AIM =
Edit the data from the line with "For quality assurance, we need the exact position of the mug" up to and including the line with "322;378;422;502", replacing "quality assurance" with "quality control" and leaving everything else unchanged. Leave the pictures out of your answer.

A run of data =
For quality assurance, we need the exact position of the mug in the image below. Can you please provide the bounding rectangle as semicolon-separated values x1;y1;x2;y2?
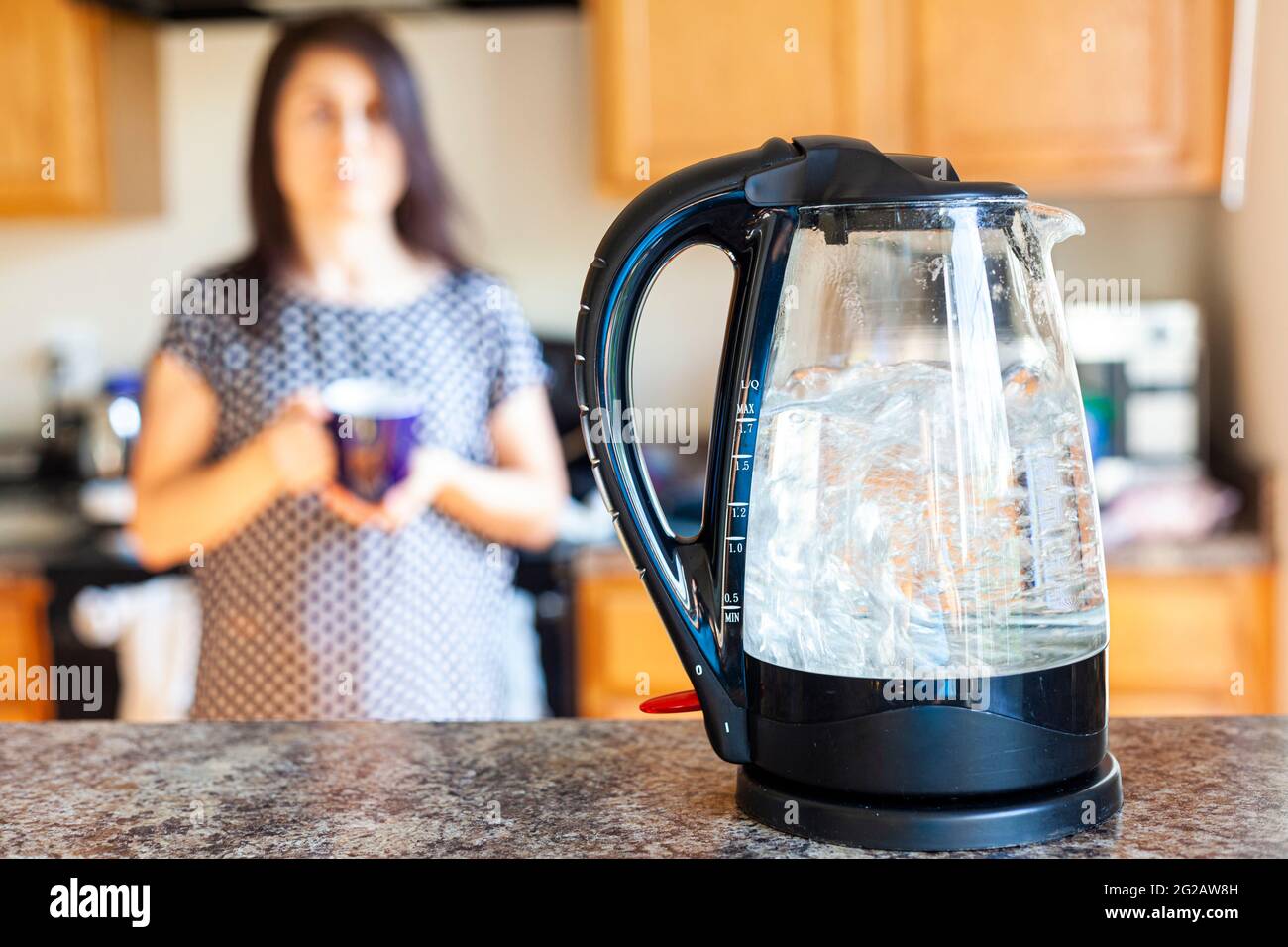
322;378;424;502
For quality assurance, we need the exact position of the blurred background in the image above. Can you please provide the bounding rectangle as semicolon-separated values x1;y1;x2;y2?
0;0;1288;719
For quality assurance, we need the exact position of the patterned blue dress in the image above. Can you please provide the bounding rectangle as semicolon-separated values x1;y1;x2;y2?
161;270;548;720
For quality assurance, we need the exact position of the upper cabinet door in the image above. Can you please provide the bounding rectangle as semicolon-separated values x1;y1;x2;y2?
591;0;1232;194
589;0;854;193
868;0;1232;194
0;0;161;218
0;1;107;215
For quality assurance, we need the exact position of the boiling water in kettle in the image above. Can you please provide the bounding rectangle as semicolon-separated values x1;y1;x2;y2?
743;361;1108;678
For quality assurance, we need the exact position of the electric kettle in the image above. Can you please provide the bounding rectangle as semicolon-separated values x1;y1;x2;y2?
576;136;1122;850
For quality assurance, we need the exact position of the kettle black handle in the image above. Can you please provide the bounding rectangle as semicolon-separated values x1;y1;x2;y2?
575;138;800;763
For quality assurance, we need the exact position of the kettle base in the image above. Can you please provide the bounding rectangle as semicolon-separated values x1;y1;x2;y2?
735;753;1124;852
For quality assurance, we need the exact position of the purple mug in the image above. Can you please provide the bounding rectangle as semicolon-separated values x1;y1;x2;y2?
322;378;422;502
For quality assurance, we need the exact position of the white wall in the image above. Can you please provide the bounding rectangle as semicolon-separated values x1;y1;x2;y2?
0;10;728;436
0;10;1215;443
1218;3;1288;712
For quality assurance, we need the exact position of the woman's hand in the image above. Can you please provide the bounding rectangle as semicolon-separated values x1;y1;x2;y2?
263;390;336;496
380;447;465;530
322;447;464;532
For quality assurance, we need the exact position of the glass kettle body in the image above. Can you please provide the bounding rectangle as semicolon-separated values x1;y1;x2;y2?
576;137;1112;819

--

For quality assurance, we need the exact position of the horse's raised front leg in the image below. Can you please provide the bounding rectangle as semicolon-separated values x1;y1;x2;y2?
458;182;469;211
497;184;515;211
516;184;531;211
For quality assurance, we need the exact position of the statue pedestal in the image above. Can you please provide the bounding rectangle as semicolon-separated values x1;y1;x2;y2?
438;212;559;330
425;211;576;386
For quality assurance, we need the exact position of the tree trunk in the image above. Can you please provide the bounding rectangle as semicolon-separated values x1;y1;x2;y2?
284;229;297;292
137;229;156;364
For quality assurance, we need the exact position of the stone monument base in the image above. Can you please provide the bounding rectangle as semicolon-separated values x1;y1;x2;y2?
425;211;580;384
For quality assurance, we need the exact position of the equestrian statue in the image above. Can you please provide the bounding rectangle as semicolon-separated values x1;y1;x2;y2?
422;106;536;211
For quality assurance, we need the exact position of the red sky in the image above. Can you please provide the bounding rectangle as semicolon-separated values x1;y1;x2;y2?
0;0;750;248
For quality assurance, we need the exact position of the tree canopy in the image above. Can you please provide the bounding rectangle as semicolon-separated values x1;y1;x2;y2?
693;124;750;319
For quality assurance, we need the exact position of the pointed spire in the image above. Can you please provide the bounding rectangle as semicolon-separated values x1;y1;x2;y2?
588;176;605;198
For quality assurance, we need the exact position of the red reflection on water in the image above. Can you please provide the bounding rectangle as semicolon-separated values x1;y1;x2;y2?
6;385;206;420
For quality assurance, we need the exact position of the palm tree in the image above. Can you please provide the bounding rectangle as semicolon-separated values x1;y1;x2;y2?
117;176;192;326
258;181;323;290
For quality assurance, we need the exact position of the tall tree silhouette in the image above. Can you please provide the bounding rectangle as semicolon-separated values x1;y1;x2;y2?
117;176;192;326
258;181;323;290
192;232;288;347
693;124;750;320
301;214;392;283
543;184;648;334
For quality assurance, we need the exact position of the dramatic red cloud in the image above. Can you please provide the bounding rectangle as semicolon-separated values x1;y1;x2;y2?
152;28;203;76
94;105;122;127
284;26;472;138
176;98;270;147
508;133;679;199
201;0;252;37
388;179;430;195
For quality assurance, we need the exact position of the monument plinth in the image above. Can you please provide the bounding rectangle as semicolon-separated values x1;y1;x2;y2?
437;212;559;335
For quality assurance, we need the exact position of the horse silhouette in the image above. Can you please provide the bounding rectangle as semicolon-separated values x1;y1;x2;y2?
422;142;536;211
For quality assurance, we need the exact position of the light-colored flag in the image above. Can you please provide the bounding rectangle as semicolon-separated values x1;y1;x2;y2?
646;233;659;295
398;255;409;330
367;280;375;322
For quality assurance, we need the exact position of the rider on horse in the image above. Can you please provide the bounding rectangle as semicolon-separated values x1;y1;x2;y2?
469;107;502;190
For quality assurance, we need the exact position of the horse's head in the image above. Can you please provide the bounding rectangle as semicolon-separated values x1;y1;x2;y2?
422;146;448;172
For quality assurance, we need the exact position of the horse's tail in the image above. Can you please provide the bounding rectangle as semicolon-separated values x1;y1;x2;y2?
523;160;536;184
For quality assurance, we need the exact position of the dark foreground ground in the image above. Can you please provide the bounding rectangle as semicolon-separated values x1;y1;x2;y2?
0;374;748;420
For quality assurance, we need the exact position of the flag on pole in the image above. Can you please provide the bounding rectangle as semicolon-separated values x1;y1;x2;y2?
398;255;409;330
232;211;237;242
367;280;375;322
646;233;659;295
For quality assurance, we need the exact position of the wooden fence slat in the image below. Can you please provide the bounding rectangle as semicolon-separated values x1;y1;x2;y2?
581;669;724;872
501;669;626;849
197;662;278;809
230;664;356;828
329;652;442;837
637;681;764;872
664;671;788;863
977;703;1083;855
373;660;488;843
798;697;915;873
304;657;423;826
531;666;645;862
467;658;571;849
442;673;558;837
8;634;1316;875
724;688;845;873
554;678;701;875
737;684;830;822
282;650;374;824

PROBLEM SOLUTION =
For quality control, we need the exact position of the mug in the image below. Can you please provide the bounding rectangle as semicolon-separated values x1;y1;x2;y2?
322;378;424;502
For quality control, we need the exact position of the blurred background in the image above. Can you please provide the bounding rectangle as semicolon-separated values x1;y1;x2;y2?
0;0;1288;719
For quality control, we need the exact position of the patterned blue dress in the image above. Can you please provide the bounding rectangle as semicolon-separated values x1;y1;x2;y2?
161;270;548;720
For quality control, we need the exact position of the upper cabinet door in the image above. Can you please provide the bounding rectangle as semicolon-separated values x1;y1;x2;y2?
591;0;1232;194
589;0;854;193
868;0;1232;194
0;0;161;218
0;1;107;215
For quality control, we need the exact position of the boiling water in kettle in the image above. Can you please provide the bounding rectangle as semicolon-separated values x1;y1;x2;y2?
743;361;1108;678
For quality control, we need the exact position of the electric kettle in the image above. Can you please provide the bounding rectangle as semicolon-separated values x1;y1;x2;y2?
576;136;1122;850
For quality control, we need the exact position of the kettle black handle in the image above. Can you please provide the bounding rectangle as semicolon-separated values x1;y1;x2;y2?
575;138;800;763
For quality control, we need the exact position of the kettle base in the image above. Can you please provide the bounding rectangle as semicolon-separated values x1;y1;x2;y2?
735;753;1124;852
For quality control, we need the exact position of the purple mug in the image above. Can you please provide the bounding rectangle as semicolon-separated values x1;y1;x2;y2?
322;378;422;502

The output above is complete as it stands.